**ENUNCIADO**
No texto para ler, quem mais era apaixonada pelo amigo secreto?

**TEXTO PARA LER**
__________________________________________________

#Meuamigosecreto me dizia que a melhor pessoa pra eu perder
a minha virgindade era ele, que a gente confiava um no outro, que a gente era
amigo e que ele tinha um carinho enorme por mim. Eu ia me apaixonando por
aquelas palavras e pelo jogo que fazia eu me sentir desejada. Logo eu, que
tinha passado por um processo complicado na adolescência de ter sido sempre
preterida, tinha me tornado o patinho feio que virou cisne e agora alguém me queria
de um jeito mais profundo, mais especial. Mal sabia eu que o interesse dele e da
maioria dos meninos por mim dali pra frente seria sempre um único: sexual.
A história era ainda mais complicada, porque uma grande
amiga também era apaixonada por esse #amigosecreto e, claro, apesar de negar, ele
também era apaixonado por ela, toda linda, toda pura, toda branquinha, moça de
família. Eu, a neguinha cheia de fogo, era só para satisfazer o seu instinto as
escondidas.

__________________________________________________

**MATERIAL DE ORIGEM**
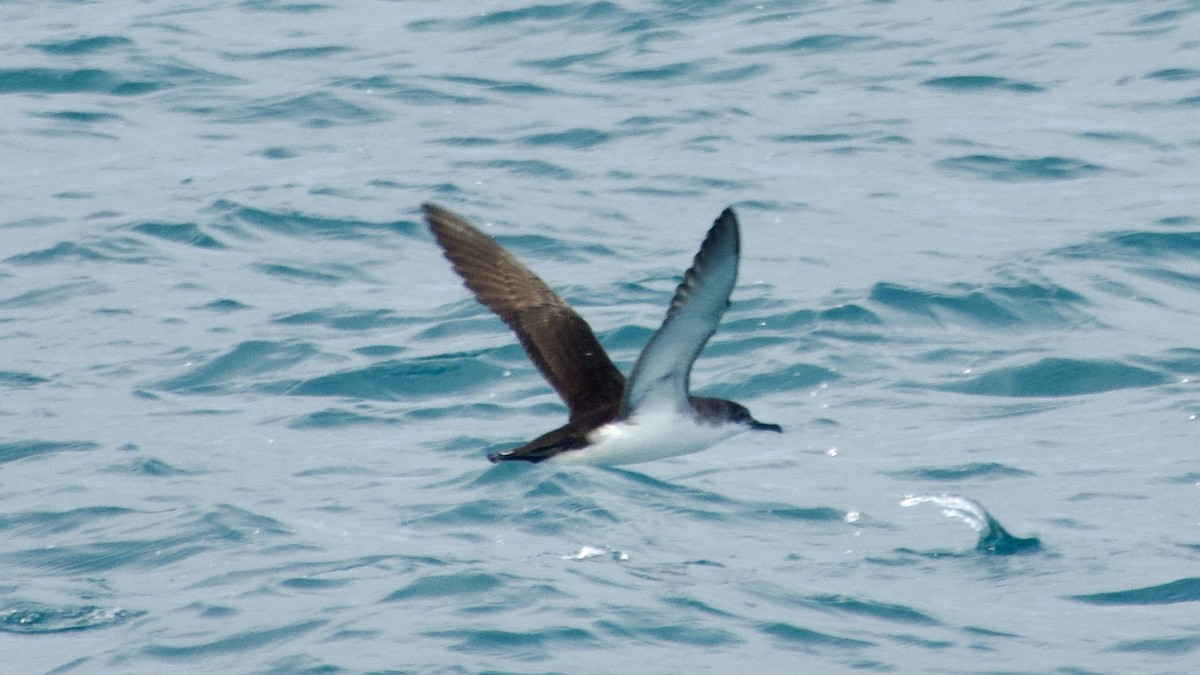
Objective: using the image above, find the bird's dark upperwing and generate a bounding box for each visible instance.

__________________________________________________

**RESPOSTA COMPLETA**
Uma grande amiga de quem conta a história.